# Start of DATA EXCERPTS

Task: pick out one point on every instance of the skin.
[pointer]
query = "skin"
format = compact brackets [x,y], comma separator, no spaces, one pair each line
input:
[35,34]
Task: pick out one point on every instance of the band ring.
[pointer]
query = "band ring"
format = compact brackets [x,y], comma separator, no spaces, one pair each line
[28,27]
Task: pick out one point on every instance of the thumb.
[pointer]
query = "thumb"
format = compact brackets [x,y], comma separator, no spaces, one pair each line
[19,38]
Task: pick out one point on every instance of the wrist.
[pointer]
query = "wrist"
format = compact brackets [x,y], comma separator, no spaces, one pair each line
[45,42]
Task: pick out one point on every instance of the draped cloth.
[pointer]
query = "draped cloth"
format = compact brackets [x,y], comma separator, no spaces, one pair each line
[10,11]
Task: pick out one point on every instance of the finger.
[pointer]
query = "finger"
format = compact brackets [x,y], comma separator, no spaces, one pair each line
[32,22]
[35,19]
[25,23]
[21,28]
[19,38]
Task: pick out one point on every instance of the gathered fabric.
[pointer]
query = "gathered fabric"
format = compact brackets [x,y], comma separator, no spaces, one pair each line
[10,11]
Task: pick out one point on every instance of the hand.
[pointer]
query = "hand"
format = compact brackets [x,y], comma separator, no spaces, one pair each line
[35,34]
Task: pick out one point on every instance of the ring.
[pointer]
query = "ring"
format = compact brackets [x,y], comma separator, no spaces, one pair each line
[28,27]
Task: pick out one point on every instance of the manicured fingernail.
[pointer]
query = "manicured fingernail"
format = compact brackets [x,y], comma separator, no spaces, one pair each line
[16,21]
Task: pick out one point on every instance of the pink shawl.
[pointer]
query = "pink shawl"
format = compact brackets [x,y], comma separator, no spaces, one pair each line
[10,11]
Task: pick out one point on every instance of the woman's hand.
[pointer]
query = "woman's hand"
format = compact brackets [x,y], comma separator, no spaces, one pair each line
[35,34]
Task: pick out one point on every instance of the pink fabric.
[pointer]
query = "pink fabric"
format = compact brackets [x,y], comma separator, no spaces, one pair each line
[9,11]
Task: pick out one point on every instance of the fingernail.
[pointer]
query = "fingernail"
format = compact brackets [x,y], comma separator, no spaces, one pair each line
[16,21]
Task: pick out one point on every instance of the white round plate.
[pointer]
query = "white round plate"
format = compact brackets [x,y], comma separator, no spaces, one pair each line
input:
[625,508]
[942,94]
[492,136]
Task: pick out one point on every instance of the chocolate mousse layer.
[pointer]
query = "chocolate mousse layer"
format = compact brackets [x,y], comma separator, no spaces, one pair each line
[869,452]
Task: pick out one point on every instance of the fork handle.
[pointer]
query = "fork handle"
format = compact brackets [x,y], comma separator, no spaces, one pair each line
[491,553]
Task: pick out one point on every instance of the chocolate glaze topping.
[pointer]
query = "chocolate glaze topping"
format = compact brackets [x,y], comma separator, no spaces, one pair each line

# End of DATA EXCERPTS

▶ _TASK OBJECTIVE_
Please copy the material above verbatim, beginning at the line that contains "Task: pick out one point on every instance of the white" and stopping after the final line of the material.

▶ _EXERCISE OUTPUT_
Task: pick out one point on every instance of the white round plate.
[pointer]
query = "white round plate"
format = compact brackets [x,y], comma separator, no spaces, one pair each line
input:
[625,508]
[942,94]
[492,136]
Task: pick out one point on every instance of the chocolate mousse layer.
[pointer]
query = "chocolate mousse layer"
format = compact brackets [x,y], comma separator, no spaces, one pair each line
[869,452]
Task: pick out one point on every instance of the fork handle.
[pointer]
query = "fork handle"
format = compact brackets [x,y], comma separator, no spaces, one pair each line
[491,553]
Task: pick out one point on every instance of the chocolate glaze topping.
[pointer]
query = "chocolate glaze topping"
format = compact brackets [x,y], comma separator, no spaces, one pair each line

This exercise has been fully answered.